To be done — Substitute "image" for every "photograph" in the data below and write it all out again, leaving out the pictures and changing nothing else.

== == ==

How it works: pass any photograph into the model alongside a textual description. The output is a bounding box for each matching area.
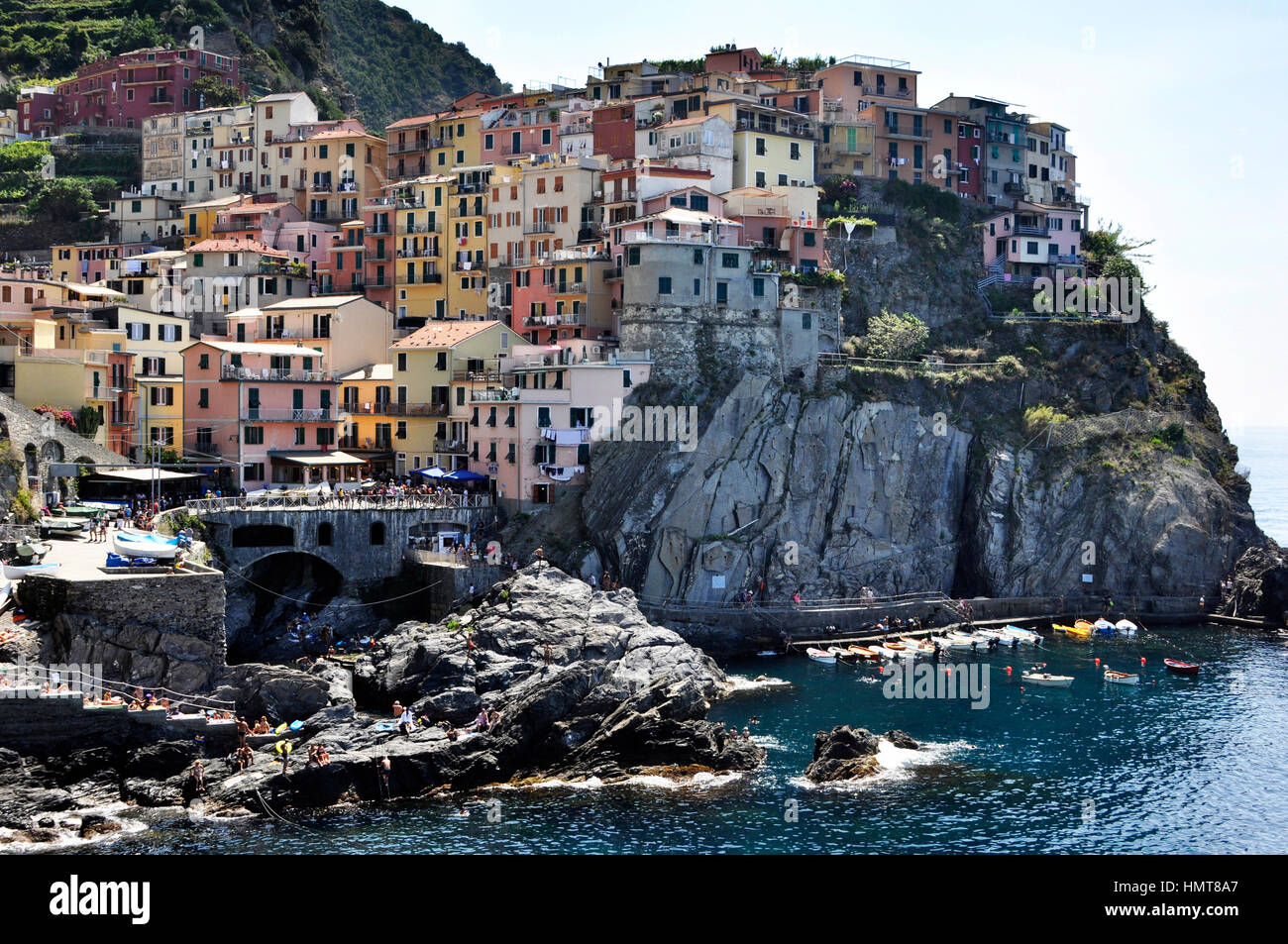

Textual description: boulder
[805,725,886,783]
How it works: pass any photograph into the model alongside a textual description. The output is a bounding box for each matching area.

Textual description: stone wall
[20,571,227,694]
[0,393,129,497]
[202,506,496,586]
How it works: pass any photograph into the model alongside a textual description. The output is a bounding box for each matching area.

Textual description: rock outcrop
[0,567,765,824]
[805,725,919,783]
[1221,544,1288,626]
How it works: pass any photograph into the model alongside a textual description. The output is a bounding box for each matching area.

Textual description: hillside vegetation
[0,0,505,130]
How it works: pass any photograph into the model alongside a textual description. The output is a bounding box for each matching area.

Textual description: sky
[398,0,1288,442]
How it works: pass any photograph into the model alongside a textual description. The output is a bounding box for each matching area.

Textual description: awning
[268,452,368,465]
[91,467,197,481]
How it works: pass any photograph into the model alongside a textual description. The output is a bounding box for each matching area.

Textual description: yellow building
[389,321,525,473]
[709,99,815,187]
[394,175,456,319]
[179,194,241,249]
[339,364,396,475]
[291,119,387,223]
[446,163,492,319]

== == ==

Complete output —
How it works: pass any image into the model alongside a textual description. The output is a bounding box for each matching area.

Textual description: boulder
[805,725,886,783]
How it works: pass any image into the model alongside a textual description. The output is a bounding box for each matching area.

Textual description: stone wall
[20,571,227,694]
[0,393,129,497]
[202,506,496,586]
How it works: pass any image into the model alongside a textual description. The output is a bounding box for each matching area.

Textual description: rock outcrop
[0,567,765,824]
[805,725,919,783]
[1221,544,1288,626]
How it works: pass any image into the model alongside a textual description. The output is a bounding box for each matching area.

Textual description: hillside vegetation
[0,0,505,130]
How it works: pass any image into the model alongside a textual description. The output is a bounding box for each matching area.

Textual description: sky
[398,0,1288,442]
How it works: pass any image into the model alongside a textual description. The output is a bounding box for each matching area.

Textual description: awning
[268,452,368,465]
[91,467,197,481]
How it works: pass any image into the model alongside a textual description. The output is a bounding box for each matching area.

Textual description: yellow building
[389,321,525,473]
[709,99,815,187]
[394,175,456,319]
[179,194,241,249]
[339,364,396,475]
[291,119,387,223]
[446,163,492,319]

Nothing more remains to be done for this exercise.